• _Selected text_
══════════

# possible new rocord



## truck

http://www.local12.com/guides/petca...atches-Giant-Carp/p9kDMGf5ykOfZr000_ELjA.cspx


----------



## M.Magis

Would a grass carp be eligible? I'm not sure how that works. Either way, I bet it was a thrill for him.


----------



## bkr43050

M.Magis said:


> Would a grass carp be eligible? I'm not sure how that works. Either way, I bet it was a thrill for him.


Yeah, I don't know that it will qualify either as a record. The state lists a record for "carp" but I thought that meant a common carp. If it indeed includes grassies as well then that record will prabably not live long even after this fish.

Nevertheless that had to be a real fun time for the youngster.


----------



## symba

I believe it is just common carp for the record in Ohio. ODNR does not want to promote targeting white amurs, as they are placed there for an ecological function. That is why there is no fish ohio catagory for them.


----------



## TimJC

Thanks for sharing. I had to do a double take to make sure it wasn't a common, because of its girthiness.

I know a few carp anglers that think that the previous state record was misidentified and was a grass carp or buffalo. The state might want to consider adding a record for grass carp since there seem to be reproducing populations in the Ohio river.


----------



## sploosh56

reproducing populations of grass carp in the ohio river is bad news


----------



## durpdurp41

i wish that the current record of 50 lbs was a grasss carp and didn't count. i caught a common carp this spring that weighed in at 47.5 lbs on an official state scale on 8 lb. test. talk about an awesome fight


----------



## durpdurp41

here's a pic of the big ol girl


----------



## PAYARA

JEEZUS!!!!Unbelieveable fish!


----------



## Mushijobah

Holy $HIT BATMAN! That carp is HUGE. Congrats!


----------



## truck

durpdurp41 said:


> here's a pic of the big ol girl


I would have been smiling too,congrats nice one!!!

══════════

• _Given information_
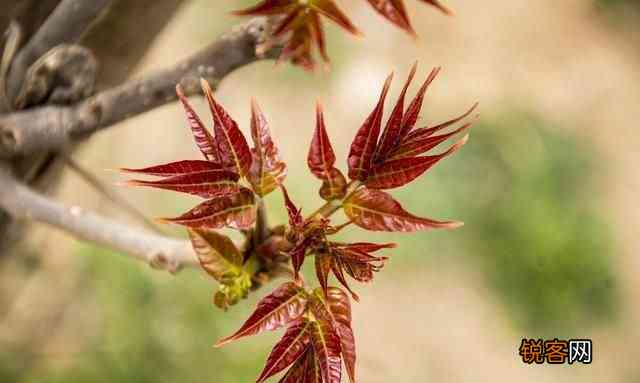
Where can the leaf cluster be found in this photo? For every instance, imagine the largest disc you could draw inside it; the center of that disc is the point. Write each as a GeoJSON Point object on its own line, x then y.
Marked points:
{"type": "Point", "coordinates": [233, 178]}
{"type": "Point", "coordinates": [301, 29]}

══════════

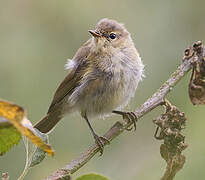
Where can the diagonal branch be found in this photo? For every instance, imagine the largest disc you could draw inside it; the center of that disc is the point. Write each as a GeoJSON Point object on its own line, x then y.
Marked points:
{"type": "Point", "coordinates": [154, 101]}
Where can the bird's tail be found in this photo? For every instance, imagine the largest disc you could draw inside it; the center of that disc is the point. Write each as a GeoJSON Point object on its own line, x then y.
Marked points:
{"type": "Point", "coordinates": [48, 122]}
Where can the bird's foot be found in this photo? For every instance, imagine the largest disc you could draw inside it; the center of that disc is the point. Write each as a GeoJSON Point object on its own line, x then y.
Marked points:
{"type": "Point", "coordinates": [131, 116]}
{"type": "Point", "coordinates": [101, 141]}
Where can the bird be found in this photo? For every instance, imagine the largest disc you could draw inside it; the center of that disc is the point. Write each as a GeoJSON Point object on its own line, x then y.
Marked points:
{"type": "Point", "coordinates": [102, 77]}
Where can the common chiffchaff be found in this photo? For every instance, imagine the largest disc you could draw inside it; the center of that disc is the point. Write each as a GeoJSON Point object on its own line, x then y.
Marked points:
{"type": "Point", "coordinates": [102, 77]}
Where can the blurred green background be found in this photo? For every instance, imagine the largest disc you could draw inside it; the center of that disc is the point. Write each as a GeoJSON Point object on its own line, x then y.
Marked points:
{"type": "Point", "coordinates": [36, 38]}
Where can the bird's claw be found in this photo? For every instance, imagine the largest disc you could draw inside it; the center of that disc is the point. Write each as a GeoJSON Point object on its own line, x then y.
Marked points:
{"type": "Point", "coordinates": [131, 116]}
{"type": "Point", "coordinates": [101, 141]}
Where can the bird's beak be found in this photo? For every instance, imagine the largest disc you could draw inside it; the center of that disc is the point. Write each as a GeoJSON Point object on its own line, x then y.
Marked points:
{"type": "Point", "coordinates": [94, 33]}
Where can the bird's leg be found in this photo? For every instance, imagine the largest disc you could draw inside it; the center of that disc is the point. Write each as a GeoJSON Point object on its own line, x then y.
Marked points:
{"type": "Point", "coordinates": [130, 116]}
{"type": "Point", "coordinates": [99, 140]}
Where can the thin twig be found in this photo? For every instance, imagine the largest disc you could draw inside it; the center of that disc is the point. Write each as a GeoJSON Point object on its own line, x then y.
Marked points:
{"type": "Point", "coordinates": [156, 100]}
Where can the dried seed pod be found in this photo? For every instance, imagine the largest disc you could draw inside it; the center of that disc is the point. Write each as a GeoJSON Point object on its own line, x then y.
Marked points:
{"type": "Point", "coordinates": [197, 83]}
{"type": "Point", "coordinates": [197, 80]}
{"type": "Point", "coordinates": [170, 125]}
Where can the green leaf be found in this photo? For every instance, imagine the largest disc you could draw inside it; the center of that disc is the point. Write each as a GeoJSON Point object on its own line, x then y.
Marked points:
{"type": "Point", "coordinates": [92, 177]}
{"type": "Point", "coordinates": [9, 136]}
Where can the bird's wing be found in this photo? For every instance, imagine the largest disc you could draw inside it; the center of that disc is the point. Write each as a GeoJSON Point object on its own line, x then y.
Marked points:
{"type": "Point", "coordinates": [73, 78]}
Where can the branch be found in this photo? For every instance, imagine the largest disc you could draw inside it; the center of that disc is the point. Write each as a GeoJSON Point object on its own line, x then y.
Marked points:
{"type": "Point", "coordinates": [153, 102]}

══════════

Can you reproduce everything from "I believe it" down to "catagory for them." in the forum thread about the carp record, word for word?

• _Complete response_
I believe it is just common carp for the record in Ohio. ODNR does not want to promote targeting white amurs, as they are placed there for an ecological function. That is why there is no fish ohio catagory for them.